__Exercise prompt__.
Pull out each line of the records below that contains the word "plastic". Copy those lines in the order they appear.

Collection entries:
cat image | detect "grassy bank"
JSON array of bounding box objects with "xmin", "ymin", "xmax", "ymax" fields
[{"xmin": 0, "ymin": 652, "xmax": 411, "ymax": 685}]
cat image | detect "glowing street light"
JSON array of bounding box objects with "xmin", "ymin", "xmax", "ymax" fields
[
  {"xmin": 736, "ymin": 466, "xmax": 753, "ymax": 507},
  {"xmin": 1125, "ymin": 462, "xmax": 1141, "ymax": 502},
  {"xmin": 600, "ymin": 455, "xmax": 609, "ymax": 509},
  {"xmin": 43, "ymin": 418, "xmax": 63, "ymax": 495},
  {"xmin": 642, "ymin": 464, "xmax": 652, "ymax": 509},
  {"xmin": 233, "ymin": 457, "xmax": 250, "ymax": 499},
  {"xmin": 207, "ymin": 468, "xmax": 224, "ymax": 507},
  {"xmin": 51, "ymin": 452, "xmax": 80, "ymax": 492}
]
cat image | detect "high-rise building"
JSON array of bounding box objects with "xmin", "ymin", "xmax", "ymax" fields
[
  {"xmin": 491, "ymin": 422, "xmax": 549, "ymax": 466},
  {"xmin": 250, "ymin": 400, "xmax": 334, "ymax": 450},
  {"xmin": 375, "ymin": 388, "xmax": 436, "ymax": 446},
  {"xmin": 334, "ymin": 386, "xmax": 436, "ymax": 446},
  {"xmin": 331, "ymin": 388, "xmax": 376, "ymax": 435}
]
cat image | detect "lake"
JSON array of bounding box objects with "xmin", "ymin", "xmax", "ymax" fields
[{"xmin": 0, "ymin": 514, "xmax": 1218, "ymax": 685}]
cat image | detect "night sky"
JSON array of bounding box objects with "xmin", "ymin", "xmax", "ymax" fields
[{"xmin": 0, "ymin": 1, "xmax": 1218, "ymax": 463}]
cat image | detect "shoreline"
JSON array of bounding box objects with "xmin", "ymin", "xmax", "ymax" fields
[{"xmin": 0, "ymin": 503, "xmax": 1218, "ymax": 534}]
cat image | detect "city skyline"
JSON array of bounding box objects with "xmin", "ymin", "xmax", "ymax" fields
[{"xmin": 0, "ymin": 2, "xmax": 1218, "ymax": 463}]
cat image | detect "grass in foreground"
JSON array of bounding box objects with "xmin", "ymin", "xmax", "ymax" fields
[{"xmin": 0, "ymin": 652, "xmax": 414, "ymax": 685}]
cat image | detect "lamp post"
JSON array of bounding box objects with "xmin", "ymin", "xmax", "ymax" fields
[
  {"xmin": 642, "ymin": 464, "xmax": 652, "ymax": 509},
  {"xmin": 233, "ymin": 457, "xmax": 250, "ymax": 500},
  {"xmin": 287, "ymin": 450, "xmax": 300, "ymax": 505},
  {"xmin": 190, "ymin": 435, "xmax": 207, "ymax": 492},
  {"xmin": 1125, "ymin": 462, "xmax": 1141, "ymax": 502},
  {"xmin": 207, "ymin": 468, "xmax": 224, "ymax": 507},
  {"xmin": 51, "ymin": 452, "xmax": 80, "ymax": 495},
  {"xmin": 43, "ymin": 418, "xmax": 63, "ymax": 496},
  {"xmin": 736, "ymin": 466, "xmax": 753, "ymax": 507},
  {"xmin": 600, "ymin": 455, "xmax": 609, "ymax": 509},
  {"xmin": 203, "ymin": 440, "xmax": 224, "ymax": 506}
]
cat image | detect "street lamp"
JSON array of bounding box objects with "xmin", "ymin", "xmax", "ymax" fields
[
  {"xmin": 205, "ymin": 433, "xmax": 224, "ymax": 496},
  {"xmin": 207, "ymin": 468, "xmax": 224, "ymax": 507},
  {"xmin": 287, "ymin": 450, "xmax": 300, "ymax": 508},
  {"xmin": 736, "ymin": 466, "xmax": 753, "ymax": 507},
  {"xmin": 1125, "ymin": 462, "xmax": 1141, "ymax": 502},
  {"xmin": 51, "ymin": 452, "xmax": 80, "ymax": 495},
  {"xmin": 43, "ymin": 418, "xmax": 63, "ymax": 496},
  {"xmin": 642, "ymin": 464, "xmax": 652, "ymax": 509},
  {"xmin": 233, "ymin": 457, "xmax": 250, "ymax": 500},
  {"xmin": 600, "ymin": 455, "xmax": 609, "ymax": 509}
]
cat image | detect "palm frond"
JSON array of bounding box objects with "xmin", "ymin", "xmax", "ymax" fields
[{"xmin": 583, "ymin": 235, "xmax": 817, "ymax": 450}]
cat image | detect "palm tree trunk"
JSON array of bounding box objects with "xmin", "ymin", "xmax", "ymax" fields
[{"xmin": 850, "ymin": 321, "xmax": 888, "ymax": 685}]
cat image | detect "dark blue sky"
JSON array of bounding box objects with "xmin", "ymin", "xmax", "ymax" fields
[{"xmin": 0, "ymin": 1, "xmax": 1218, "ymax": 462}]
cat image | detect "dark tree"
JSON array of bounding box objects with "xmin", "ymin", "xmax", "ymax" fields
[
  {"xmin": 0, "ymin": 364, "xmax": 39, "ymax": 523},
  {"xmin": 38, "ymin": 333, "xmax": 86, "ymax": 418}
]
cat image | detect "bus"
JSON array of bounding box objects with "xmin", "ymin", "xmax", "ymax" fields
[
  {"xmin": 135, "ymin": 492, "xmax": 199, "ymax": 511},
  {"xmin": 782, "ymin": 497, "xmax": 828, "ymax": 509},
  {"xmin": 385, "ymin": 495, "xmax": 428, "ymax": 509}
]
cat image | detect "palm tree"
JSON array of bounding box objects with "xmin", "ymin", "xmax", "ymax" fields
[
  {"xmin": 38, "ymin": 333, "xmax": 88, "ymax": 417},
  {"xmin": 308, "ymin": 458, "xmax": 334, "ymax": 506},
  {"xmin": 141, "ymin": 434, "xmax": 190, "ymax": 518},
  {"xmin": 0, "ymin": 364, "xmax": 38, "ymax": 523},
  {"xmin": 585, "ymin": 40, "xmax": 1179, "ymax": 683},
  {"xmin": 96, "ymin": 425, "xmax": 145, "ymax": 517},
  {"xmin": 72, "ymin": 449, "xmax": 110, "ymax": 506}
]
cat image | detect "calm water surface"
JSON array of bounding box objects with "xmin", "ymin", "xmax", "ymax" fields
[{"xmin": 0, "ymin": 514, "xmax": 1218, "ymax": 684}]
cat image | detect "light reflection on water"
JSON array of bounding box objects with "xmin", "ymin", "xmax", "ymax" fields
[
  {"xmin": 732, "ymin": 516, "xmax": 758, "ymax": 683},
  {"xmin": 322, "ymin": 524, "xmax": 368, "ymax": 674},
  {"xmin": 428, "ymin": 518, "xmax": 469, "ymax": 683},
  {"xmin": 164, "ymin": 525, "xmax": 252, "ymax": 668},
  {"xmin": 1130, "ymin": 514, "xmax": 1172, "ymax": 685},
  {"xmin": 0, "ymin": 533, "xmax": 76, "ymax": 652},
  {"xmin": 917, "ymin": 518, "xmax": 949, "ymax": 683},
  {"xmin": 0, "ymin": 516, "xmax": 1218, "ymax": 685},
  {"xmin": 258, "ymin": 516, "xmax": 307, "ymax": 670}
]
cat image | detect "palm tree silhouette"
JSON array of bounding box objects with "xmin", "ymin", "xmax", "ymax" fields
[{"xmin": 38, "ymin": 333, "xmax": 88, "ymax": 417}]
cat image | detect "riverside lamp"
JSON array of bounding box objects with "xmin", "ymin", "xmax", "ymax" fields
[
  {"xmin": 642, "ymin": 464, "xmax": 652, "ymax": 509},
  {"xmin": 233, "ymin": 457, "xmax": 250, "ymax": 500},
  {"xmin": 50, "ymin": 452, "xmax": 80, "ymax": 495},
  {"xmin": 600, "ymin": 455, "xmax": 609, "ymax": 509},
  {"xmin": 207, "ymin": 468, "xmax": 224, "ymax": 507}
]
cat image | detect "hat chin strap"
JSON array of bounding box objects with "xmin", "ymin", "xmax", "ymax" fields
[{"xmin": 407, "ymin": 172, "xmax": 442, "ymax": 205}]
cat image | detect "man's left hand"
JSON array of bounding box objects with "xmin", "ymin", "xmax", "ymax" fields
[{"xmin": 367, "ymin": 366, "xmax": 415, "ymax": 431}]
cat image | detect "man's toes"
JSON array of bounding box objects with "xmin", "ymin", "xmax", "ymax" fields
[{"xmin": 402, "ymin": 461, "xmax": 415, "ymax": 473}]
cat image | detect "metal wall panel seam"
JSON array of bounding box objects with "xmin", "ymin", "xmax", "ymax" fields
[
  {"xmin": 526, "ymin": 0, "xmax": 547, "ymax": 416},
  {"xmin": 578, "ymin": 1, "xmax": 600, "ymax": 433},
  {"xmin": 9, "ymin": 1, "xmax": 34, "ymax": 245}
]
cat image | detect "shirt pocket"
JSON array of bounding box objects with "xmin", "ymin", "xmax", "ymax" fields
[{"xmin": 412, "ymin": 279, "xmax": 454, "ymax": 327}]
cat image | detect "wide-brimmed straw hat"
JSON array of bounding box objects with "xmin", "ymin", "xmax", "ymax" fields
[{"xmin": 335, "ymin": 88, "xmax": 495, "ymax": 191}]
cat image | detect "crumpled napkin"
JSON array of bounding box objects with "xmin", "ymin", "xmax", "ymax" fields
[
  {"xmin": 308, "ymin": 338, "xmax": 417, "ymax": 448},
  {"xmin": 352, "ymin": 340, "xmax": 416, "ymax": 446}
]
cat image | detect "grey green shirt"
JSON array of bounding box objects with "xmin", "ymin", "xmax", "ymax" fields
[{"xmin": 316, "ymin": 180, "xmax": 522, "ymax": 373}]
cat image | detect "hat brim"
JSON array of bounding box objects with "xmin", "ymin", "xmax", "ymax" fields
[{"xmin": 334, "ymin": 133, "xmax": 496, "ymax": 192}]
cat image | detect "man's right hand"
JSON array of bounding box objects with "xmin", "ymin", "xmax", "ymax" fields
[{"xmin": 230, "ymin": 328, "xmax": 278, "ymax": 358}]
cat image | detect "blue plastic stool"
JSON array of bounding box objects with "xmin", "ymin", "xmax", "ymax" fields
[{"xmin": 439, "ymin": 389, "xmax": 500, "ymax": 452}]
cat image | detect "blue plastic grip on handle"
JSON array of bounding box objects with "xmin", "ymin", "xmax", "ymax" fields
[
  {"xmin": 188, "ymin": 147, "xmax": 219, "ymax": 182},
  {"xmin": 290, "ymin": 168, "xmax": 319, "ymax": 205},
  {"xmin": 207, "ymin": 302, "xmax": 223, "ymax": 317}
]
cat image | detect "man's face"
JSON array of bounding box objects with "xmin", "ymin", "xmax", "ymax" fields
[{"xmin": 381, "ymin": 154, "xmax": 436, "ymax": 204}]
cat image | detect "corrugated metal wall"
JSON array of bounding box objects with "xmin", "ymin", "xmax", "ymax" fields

__The result__.
cat image | detect "blue plastic stool"
cat image | detect "blue plastic grip on handle"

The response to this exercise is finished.